### Source passage
>> Begin

Child Sex Abuse Inquiry Debacle: Why it is important where we go next

Today (mon) home secretary Theresa May, will face a barrage of criticism in Parliament for her office’s failure to twice find a suitable person to chair the much needed historic child sex abuse inquiry

Losing not one chair but  two – Baroness Butler Sloss and Fiona Woolf – because of potential conflicts of interest in a matter of weeks smacks of real incompetence by a department that should know better. it also caused severe embarrassment both to the people appointed and to the home secretary herself.

But I hope today is seen not just as an opportunity for ” yah boo” politics between Labour and the Tories but for a more reflective discussion of how we got here and what is needed to put it right.

What cannot be denied is that the home secretary did not entirely fulfil what she promised the ” magnificent seven ” MPs requested in drawing up the panel. True she did take on board their request for survivors on the panel – appointing two – Graham Wilmer, who runs the Lantern Project and Sharon Evans,  a former TV  presenter who runs a children’s charity.

But there – as far as I can find out – been no through consultation over the appointment of the two chairs of the panel involving the MPs – and there has also, to my surprise, been no internal consultation inside the home office. Frankly they should also have asked survivors groups BEFORE not AFTER the appointments.

It is probably not well-known but the home office has its own very small unit which can advise on the setting up of independent panels, who is appointed to them, and can interview suitable people to sit on them – or at least advise newly appointed secretaries to inquiries set up by other ministries on how to get going.

I understand this body was never consulted yet it can claim a track record of success. Its biggest achievement has been the Hillsborough Inquiry into the tragic deaths of Liverpool fans where it got a chairman, now the former bishop of Liverpool, to preside. None of those families of the fans would now say it didn’t get to the bottom of a grave injustice hidden for years.

Yet child abuse survivors might be surprised to know that it got the information without any statutory powers by ruthlessly pursuing the evidence and cajoling reluctant authorities to hand over  the information, including stuff that is now landing the South Yorkshire Constabulary in dire trouble.

It did have one duty  – and only one duty – to tell the families who lost loved ones at Hillsborough Stadium first what it had found out. Once it had done this it published everything as fact – and set up of a train of events – now being shown by the inquest into Hillsborough.

It is also responsible for the current Daniel Morgan murder inquiry – where I suspect but do not know the same tussle is probably going on now.

Now many of the survivors seem to want a statutory inquiry which can compel people to attend, give information,  force people to confess to crimes, with grand public hearings and a very detailed terms of reference. Be careful what you wish for.

>> End

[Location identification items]
>> Begin

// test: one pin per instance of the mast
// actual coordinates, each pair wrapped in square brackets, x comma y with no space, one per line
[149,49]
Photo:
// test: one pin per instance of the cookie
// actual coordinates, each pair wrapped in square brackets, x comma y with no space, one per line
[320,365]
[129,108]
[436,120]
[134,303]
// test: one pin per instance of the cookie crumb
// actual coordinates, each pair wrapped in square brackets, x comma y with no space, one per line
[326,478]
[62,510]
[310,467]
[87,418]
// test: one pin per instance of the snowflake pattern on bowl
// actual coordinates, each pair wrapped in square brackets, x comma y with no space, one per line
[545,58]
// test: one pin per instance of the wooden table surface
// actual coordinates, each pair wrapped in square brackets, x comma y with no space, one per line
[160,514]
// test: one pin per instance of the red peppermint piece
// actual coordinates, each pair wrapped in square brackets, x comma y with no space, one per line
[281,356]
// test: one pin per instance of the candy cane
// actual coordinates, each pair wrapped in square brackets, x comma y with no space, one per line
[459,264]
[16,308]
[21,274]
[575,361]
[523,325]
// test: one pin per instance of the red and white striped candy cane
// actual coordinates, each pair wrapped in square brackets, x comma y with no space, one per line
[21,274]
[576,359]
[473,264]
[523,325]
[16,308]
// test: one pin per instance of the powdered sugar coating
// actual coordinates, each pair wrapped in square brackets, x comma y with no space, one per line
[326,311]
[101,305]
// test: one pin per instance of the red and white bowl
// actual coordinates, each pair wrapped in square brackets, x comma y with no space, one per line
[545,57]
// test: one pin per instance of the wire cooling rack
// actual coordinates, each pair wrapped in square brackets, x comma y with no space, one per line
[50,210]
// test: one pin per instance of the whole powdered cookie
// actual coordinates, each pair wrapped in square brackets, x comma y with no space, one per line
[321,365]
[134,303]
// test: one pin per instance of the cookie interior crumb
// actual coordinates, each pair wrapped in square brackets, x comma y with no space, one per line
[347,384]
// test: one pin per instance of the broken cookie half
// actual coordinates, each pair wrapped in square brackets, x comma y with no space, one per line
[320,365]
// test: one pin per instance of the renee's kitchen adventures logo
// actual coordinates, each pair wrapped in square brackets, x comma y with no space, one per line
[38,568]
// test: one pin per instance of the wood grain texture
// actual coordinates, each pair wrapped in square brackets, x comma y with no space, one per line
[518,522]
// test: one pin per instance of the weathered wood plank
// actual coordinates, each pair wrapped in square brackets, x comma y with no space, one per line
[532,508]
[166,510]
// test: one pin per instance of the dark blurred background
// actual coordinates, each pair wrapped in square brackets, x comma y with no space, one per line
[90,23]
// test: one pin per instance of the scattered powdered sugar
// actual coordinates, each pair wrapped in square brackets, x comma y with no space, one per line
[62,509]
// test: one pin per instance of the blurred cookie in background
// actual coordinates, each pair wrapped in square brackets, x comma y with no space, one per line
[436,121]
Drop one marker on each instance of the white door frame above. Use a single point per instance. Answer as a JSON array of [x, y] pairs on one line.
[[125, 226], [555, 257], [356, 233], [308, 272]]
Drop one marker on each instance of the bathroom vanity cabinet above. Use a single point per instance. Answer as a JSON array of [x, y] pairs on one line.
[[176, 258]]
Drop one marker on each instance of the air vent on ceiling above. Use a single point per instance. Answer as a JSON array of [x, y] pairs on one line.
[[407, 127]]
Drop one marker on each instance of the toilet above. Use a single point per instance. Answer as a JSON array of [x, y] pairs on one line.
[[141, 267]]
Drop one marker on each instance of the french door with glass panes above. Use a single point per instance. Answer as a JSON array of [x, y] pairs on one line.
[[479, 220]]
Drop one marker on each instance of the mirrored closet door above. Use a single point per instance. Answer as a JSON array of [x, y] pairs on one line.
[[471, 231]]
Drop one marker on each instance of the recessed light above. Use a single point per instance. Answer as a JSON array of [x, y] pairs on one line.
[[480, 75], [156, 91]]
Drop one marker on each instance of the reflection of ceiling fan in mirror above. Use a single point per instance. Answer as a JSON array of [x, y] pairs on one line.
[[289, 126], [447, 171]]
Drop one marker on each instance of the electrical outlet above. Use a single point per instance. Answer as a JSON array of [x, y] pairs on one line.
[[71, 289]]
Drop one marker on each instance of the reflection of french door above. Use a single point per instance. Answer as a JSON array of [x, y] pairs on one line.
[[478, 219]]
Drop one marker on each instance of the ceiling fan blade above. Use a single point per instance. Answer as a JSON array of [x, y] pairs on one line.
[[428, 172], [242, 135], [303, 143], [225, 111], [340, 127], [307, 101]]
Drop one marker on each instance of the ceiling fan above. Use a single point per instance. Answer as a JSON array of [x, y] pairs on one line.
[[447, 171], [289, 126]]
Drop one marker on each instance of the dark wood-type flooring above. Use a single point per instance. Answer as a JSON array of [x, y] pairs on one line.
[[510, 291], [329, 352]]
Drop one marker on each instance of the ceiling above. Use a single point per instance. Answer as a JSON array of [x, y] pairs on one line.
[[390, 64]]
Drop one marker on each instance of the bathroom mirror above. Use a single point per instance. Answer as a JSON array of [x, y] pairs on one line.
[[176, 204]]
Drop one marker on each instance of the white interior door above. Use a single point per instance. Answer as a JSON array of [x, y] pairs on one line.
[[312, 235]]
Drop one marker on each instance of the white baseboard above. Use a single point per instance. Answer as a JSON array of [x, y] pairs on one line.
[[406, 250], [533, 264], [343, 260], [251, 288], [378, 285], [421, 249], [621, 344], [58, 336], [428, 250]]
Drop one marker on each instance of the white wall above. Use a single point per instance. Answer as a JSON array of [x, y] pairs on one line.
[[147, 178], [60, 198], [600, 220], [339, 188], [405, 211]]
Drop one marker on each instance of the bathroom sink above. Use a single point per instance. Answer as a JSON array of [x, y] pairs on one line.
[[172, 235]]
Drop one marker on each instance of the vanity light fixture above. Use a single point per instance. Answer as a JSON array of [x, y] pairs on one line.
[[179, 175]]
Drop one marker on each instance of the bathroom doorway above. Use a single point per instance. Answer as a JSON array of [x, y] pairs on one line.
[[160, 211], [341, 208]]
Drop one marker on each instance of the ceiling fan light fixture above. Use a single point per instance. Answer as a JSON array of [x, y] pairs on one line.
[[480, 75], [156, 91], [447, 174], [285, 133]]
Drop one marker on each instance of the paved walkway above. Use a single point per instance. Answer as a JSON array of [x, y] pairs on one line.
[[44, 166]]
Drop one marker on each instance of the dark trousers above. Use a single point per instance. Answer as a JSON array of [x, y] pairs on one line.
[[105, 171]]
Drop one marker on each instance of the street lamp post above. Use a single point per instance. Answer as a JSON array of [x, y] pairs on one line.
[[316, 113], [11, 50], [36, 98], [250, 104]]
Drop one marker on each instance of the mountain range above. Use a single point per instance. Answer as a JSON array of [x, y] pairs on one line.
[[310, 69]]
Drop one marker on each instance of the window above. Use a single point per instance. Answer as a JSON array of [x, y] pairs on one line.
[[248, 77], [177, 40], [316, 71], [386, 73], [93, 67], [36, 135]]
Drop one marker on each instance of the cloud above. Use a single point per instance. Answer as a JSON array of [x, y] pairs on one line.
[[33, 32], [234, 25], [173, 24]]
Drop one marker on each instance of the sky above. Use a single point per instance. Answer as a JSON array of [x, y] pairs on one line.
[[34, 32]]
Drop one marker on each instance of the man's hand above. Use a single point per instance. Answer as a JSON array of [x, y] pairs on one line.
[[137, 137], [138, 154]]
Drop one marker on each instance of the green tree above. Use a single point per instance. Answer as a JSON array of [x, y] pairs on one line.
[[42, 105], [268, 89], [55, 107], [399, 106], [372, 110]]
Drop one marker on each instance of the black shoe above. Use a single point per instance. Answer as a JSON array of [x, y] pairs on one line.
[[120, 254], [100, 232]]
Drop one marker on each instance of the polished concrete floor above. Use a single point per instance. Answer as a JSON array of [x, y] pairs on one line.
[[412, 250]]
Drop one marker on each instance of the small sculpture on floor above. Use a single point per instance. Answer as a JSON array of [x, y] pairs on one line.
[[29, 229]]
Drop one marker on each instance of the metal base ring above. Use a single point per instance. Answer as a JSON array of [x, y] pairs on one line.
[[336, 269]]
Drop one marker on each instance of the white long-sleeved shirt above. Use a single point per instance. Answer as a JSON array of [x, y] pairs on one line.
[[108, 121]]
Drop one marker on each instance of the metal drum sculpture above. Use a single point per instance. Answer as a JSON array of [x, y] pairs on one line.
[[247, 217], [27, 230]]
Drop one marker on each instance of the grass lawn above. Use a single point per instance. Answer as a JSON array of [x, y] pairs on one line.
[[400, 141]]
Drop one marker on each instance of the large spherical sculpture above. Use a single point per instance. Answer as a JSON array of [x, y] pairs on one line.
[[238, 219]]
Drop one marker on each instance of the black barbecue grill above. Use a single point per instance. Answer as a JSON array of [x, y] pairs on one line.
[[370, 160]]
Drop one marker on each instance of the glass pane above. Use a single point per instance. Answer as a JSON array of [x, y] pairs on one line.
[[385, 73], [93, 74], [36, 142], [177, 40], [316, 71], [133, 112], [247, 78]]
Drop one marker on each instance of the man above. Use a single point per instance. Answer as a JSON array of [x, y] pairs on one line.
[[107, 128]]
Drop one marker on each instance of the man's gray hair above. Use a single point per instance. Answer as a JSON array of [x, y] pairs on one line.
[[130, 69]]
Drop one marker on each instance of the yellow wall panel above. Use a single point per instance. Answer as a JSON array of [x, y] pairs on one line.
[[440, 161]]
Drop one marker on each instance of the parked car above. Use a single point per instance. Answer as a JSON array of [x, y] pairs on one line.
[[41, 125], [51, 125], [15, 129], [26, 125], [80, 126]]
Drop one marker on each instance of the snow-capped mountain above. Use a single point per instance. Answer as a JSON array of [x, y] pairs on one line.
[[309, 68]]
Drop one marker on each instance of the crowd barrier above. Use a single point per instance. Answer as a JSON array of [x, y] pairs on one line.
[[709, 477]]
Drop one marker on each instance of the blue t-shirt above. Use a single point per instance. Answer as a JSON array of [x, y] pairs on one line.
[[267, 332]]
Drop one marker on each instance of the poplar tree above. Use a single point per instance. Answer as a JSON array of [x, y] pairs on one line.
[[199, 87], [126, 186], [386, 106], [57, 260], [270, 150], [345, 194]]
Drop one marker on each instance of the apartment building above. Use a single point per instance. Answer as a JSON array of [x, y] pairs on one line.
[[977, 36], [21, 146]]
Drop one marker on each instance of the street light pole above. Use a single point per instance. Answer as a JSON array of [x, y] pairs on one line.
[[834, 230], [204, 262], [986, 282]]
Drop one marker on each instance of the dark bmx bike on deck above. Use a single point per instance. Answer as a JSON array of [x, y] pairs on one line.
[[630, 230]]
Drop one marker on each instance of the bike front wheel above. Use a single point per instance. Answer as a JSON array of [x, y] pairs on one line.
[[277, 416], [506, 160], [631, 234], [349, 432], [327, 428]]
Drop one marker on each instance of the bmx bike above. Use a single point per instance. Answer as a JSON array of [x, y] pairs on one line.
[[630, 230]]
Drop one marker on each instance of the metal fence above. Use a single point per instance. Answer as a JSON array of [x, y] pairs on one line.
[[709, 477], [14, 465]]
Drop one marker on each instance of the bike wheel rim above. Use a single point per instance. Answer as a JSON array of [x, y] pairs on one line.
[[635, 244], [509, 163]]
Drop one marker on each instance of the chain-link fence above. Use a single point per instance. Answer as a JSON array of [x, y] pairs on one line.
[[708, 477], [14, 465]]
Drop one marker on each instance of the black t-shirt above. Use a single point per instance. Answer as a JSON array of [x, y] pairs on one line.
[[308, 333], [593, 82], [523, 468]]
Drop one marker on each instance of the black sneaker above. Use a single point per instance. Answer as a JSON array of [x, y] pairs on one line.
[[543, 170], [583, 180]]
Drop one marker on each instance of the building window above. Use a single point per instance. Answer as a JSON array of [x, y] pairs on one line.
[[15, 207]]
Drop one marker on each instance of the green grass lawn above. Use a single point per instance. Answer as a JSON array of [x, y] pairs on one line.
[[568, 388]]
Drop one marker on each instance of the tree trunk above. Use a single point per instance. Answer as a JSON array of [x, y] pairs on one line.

>> End

### Written problem A
According to the abuse inquiry post, what has been the biggest achievement of the home office's small unit for setting up independent panels?
### Written problem B
List every person named in the abuse inquiry post.

### Task answer A
Its biggest achievement has been the Hillsborough Inquiry into the deaths of Liverpool fans.

### Task answer B
Theresa May, Baroness Butler Sloss, Fiona Woolf, Graham Wilmer, Sharon Evans, Daniel Morgan